### THE TASK
Reproduce the listing below in its entirety. Change nothing.

### MATERIAL FOR THIS EXERCISE
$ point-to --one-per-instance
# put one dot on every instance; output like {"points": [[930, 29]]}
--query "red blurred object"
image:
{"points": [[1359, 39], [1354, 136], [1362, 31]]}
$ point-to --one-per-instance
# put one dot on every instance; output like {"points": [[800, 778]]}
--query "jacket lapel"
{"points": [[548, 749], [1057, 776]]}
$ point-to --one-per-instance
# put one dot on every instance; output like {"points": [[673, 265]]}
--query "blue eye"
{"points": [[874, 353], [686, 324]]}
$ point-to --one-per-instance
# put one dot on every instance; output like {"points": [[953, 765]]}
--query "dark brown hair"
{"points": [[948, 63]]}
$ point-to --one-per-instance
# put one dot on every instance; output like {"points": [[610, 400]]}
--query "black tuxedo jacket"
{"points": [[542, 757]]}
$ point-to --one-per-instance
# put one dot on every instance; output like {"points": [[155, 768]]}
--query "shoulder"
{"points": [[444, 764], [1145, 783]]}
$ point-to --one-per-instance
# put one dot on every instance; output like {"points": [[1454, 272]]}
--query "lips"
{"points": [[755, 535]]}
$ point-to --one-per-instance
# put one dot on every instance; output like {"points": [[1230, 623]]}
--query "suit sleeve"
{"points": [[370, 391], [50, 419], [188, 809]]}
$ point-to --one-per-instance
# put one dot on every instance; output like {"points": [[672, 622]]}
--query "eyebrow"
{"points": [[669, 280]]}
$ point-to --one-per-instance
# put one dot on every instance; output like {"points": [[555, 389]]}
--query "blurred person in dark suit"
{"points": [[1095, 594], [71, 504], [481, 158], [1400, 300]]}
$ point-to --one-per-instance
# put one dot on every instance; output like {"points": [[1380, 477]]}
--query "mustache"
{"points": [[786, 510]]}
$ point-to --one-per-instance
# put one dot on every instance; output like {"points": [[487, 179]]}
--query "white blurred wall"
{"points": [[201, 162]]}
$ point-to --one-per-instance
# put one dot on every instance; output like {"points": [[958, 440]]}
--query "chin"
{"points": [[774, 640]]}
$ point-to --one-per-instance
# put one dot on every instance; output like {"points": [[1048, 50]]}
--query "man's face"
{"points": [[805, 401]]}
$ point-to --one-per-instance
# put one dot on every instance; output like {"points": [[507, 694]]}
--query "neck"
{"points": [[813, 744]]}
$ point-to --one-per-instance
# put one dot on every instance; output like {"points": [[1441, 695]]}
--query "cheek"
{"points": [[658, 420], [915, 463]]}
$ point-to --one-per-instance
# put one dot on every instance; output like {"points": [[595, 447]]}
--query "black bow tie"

### ANSWER TO THE TASK
$ point-to --one-per-instance
# put one dot on every instance; output like {"points": [[930, 29]]}
--query "red blurred object"
image:
{"points": [[1359, 39], [1354, 136], [1362, 31]]}
$ point-to --one-per-instance
# put one dot on every instance; output like {"points": [[800, 778]]}
--query "jacket lapel"
{"points": [[548, 749], [1057, 776]]}
$ point-to --one-per-instance
# put one dot on every instance; output like {"points": [[673, 265]]}
--query "blue eye"
{"points": [[874, 353], [686, 324]]}
$ point-to --one-per-instance
# put one dot on every instance; output like {"points": [[953, 765]]}
--query "dark brown hair"
{"points": [[948, 63]]}
$ point-to --one-per-instance
# put one dot on every instance; output like {"points": [[610, 400]]}
--query "black tuxedo jacket"
{"points": [[542, 757]]}
$ point-to --one-per-instance
# put one dot on every instance; output like {"points": [[155, 768]]}
--query "shoulder"
{"points": [[444, 764], [1145, 783]]}
$ point-to --one-per-instance
# put one dot on every instance; output like {"points": [[1454, 272]]}
--query "lips"
{"points": [[755, 535]]}
$ point-to --one-per-instance
# put one dot on every instance; output like {"points": [[1230, 623]]}
--query "suit sleeve"
{"points": [[370, 391], [50, 419], [188, 809]]}
$ point-to --one-per-instance
# put one dot on every instance; output like {"points": [[672, 622]]}
--query "eyebrow"
{"points": [[669, 280]]}
$ point-to --one-per-instance
# put one dot on every instance; output like {"points": [[555, 389]]}
--query "blurred person in dark suit"
{"points": [[1095, 594], [71, 504], [481, 158], [1400, 300]]}
$ point-to --one-per-instance
# put one dot on every instance; output like {"points": [[1380, 477]]}
--query "mustache"
{"points": [[786, 510]]}
$ point-to --one-per-instance
# put one dot on every instance; output like {"points": [[487, 179]]}
--query "white blurred wall"
{"points": [[201, 162]]}
$ point-to --one-per-instance
# put one dot on every instance; output like {"points": [[958, 440]]}
--query "chin"
{"points": [[774, 640]]}
$ point-to --one-per-instance
# put one dot on every instance; output like {"points": [[1048, 50]]}
--query "man's face"
{"points": [[805, 401]]}
$ point-to --one-per-instance
# put one dot on every instance; output like {"points": [[507, 694]]}
--query "neck"
{"points": [[813, 744]]}
$ point-to --one-per-instance
# put one dot on every instance; output like {"points": [[1441, 695]]}
--query "cheek"
{"points": [[658, 420], [915, 463]]}
$ point-to --one-per-instance
# put one dot on every instance; output like {"points": [[595, 447]]}
--query "black bow tie"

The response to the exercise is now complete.